Copy a passage from the article below on moving more, word for word, beginning at "Rev It Up and" and stopping after "Just move, more.".

#### [PAGE EXCERPT]

/---

Wellness

Rev It Up and Move More

Mow a lawn to move more

We can’t all be ultra-marathoners, but we can all move more

BY STEPHANIE IRVING

We all know we are supposed to exercise but as we begin to stiffen with age or injury, sometimes just the word exercise sounds exhausting and sends us reaching for the remote.

So why not reframe it? Don’t exercise. Just move, more.

I’m a trail runner who ran my fastest 100K when I turned 60. And you want to know a dirty little secret? I don’t exercise. I just move. For miles. With friends. On trails. It is pure joy. Okay, there are some moments when it’s really hard, but it’s always, in the end, a joy. If it weren’t, I wouldn’t run that far. When my husband asks me what I’m doing, I never, ever, ever, say “I’m exercising.” That sounds so unpleasant. I’m going for a run with Betsy. I’m skiing with Robyn. I’m going for a bike ride with Rebecca.

There are so many ways to keep your body healthy without going to the gym. My husband who sits in a cockpit three days a week keeps his body taut by being farm fit: fixing fences, bucking hay, and chopping wood. My 85-year-old mother-in-law loves to mow the lawn. When we offered to find Oma a kid-down-the-street to take on the chore, she refused. “It makes me feel good,” she says. My octogenarian father—who’s been fighting Parkinson’s for over two decades—has kept the debilitating disease at bay gardening. The other day he built a garden gate with my brother, walking up and down his steep yard, hauling bamboo, and “measuring twice, cutting once.”

\---

#### [DATASET ENTRIES]
/---

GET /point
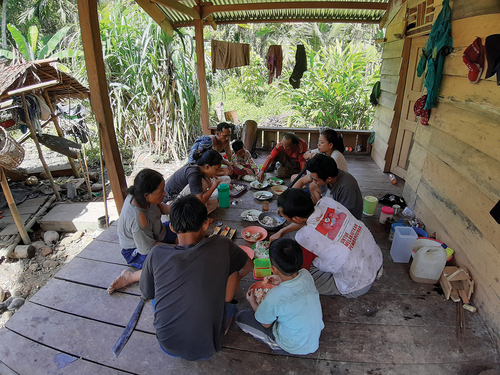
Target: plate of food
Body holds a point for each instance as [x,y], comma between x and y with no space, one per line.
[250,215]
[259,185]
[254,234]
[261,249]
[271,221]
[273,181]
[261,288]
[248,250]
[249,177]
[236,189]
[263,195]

\---
/---

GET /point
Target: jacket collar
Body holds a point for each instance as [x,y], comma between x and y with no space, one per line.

\---

#### [THE COMPLETED TASK]
Rev It Up and Move More

Mow a lawn to move more

We can’t all be ultra-marathoners, but we can all move more

BY STEPHANIE IRVING

We all know we are supposed to exercise but as we begin to stiffen with age or injury, sometimes just the word exercise sounds exhausting and sends us reaching for the remote.

So why not reframe it? Don’t exercise. Just move, more.